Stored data
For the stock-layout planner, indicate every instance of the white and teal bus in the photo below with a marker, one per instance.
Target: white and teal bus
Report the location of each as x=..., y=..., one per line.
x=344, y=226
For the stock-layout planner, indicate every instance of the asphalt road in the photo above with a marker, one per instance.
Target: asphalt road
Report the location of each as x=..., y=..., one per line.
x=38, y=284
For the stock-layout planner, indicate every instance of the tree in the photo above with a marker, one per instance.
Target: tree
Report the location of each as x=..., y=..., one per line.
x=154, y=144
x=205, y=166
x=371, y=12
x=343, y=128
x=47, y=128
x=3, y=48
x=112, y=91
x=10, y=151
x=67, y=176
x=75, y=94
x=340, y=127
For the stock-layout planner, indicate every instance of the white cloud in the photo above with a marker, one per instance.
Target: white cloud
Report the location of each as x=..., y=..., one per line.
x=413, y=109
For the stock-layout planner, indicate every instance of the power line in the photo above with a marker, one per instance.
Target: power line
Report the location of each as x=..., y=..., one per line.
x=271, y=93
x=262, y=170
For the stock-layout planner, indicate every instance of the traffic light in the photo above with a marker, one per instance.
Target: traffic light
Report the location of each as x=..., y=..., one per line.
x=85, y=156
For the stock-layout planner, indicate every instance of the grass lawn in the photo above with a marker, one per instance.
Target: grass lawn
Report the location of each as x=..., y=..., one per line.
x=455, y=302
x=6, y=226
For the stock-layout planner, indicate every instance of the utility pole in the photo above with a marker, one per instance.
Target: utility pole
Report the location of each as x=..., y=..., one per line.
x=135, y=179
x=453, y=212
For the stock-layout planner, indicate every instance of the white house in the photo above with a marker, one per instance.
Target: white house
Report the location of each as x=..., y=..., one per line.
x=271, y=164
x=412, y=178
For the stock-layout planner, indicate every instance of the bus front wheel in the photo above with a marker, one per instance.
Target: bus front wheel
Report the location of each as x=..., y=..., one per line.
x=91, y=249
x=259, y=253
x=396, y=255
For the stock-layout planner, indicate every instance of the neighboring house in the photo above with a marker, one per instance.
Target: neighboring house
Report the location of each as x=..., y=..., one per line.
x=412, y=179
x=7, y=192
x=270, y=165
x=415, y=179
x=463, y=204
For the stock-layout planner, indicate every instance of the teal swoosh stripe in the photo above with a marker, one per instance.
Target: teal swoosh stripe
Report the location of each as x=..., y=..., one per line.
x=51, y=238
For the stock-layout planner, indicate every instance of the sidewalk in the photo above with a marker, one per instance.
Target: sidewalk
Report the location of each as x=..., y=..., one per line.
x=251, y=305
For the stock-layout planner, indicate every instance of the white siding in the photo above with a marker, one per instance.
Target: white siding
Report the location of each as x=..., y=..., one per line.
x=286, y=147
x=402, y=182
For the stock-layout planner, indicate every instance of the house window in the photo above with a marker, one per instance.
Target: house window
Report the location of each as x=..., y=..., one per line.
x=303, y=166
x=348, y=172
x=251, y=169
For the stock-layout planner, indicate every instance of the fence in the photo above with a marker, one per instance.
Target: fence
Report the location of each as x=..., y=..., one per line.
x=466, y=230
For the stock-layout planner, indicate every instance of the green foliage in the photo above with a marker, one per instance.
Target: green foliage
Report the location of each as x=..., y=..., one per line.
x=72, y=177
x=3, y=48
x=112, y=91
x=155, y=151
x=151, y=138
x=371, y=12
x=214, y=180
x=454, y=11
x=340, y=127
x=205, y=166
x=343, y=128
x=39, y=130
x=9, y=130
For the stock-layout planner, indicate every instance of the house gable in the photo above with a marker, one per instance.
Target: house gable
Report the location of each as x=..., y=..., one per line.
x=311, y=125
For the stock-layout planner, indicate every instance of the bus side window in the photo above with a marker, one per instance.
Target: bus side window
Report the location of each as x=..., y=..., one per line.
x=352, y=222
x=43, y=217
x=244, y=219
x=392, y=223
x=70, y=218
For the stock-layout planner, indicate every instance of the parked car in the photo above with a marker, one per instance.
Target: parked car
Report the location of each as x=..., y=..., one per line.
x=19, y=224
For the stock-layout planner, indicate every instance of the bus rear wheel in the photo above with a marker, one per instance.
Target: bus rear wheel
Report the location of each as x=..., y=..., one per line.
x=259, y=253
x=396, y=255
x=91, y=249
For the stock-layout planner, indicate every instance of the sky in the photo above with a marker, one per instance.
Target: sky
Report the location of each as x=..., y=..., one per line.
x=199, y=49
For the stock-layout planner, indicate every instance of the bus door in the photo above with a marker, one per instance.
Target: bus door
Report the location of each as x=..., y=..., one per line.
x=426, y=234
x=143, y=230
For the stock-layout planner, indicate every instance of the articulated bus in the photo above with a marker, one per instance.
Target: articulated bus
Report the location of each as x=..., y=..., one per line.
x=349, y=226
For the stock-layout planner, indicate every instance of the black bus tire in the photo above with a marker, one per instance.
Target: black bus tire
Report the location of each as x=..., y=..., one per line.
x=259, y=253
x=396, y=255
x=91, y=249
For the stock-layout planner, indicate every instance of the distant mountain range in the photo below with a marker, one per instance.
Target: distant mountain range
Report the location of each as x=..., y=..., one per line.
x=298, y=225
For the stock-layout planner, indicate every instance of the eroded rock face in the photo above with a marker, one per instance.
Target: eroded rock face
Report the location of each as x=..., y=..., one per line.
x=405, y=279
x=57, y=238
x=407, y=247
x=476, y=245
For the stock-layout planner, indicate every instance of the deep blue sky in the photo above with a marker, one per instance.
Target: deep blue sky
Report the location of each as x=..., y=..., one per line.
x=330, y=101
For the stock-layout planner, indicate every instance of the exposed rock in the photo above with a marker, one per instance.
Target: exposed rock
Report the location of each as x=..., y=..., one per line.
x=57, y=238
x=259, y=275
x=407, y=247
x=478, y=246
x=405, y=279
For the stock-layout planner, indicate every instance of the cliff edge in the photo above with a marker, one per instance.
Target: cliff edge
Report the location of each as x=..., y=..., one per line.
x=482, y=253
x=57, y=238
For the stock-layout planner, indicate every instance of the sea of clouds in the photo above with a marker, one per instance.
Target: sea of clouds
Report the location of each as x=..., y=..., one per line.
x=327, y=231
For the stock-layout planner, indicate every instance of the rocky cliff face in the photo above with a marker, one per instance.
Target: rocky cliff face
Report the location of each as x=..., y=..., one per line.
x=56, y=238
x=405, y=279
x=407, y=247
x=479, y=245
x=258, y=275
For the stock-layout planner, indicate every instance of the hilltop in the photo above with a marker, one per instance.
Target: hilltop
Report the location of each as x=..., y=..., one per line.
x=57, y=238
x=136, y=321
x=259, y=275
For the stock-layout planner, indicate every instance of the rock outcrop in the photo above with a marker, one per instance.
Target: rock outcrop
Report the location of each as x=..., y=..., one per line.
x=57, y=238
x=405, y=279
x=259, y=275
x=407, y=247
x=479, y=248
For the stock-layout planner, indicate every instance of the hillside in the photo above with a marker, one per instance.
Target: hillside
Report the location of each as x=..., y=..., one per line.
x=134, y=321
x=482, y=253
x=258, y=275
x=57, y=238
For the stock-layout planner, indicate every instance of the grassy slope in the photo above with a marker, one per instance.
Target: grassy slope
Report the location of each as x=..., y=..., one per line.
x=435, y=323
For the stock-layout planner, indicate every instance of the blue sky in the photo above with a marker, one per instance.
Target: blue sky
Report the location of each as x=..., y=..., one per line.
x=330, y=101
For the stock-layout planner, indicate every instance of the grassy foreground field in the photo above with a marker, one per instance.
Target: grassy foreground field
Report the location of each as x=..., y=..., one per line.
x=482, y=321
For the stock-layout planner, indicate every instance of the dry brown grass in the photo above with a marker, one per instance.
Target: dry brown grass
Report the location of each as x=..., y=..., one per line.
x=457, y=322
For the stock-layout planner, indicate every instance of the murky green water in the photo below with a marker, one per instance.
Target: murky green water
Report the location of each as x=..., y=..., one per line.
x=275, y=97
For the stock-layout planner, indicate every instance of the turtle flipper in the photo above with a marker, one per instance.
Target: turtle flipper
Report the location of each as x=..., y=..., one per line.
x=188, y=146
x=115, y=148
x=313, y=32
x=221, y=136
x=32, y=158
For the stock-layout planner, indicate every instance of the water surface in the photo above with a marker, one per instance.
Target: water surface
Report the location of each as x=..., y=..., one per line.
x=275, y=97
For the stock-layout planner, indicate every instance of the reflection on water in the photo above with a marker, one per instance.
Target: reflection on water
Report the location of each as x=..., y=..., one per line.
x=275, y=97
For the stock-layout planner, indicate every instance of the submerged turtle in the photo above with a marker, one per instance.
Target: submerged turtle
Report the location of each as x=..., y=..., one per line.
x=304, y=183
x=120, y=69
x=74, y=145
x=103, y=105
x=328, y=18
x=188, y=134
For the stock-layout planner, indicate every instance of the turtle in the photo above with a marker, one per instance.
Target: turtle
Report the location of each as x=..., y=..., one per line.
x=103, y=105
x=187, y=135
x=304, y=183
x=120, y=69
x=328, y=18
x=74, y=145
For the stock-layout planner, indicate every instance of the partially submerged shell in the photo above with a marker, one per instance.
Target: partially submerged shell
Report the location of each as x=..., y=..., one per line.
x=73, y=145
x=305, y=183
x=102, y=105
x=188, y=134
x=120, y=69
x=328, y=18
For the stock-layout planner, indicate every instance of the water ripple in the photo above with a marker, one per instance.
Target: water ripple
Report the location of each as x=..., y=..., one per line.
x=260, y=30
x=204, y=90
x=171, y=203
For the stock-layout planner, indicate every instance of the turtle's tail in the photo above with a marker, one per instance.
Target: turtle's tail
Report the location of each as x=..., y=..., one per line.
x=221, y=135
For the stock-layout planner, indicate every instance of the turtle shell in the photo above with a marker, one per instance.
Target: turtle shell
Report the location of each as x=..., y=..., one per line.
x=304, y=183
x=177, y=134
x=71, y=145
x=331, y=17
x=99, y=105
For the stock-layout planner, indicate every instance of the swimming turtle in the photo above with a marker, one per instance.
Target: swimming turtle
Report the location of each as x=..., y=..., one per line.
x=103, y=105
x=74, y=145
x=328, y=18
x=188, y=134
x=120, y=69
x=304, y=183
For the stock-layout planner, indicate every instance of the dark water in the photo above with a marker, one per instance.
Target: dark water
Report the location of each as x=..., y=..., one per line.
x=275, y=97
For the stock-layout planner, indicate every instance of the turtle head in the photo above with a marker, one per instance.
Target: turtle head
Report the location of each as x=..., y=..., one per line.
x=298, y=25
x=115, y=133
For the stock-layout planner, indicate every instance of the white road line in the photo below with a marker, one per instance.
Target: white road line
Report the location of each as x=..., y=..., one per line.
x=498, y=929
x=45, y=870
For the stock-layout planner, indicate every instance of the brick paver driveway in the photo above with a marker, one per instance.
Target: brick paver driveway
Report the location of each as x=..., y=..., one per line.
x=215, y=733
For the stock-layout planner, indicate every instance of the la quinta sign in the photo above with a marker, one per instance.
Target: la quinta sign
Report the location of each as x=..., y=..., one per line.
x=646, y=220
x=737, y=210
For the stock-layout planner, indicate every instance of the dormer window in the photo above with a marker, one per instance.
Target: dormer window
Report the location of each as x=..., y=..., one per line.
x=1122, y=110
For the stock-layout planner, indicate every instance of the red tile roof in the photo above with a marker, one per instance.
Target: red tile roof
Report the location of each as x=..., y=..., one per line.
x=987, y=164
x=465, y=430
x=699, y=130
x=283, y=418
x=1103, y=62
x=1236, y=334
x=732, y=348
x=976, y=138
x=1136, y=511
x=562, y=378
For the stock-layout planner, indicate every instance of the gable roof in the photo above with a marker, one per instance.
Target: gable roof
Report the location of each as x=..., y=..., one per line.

Objective: Give the stretch of the entries from the line containing "of the dormer" through the line containing "x=1122, y=110" as a numbered list, leaving out any blank lines.

Finished answer:
1. For the stock-layout planner, indicate every instance of the dormer window in the photo above with a marker, one per instance.
2. Target: dormer window
3. Report the location of each as x=..., y=..., one per line.
4. x=1122, y=110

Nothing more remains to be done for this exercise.